- **Exercise directions**
Please read the records below and return each line holding the string "provided".

==== Material for this exercise

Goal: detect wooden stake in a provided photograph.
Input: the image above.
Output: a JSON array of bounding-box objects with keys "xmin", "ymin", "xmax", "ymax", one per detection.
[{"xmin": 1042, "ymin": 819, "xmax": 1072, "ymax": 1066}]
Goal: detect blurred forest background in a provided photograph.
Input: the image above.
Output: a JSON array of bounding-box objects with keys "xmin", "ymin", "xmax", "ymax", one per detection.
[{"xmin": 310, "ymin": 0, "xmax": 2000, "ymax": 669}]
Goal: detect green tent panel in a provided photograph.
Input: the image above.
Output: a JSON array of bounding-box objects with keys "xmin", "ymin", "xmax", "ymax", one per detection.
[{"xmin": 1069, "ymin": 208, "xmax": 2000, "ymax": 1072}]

========
==== Material for this exercise

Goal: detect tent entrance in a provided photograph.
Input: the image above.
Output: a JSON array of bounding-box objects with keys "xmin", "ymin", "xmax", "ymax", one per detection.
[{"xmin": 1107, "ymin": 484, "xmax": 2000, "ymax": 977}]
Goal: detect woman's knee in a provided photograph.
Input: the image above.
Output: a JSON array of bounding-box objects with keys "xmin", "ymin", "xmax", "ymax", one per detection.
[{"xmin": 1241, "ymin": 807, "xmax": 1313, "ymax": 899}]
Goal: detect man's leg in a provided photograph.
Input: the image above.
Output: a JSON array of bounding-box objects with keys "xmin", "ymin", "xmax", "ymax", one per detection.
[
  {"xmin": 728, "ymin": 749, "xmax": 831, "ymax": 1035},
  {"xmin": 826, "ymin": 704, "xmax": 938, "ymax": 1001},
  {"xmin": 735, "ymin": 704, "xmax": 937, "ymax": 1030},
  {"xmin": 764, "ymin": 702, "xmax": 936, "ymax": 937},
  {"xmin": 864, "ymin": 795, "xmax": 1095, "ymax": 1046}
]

========
==== Material for this exercise

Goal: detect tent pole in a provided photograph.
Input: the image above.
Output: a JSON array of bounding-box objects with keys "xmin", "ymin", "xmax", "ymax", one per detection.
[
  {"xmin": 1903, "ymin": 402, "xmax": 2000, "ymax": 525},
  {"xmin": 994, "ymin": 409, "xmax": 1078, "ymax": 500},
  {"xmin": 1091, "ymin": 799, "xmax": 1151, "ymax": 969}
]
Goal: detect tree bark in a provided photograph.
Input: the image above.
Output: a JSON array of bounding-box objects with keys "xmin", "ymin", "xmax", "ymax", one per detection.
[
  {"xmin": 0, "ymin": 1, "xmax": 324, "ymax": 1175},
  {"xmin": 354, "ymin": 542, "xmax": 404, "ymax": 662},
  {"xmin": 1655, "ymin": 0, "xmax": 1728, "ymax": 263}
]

========

- **Response**
Goal: detect wooden stake in a provided photograph.
Goal: detect blurred forest background in a provided photograph.
Goal: detect green tent panel in a provided photograph.
Goal: detect tent entrance in a provided photograph.
Goal: detect woman's knee in a provided photograph.
Goal: detect man's leg in a provided photograph.
Goal: detect tent pole in a provided photograph.
Goal: detect tree bark in a provided photograph.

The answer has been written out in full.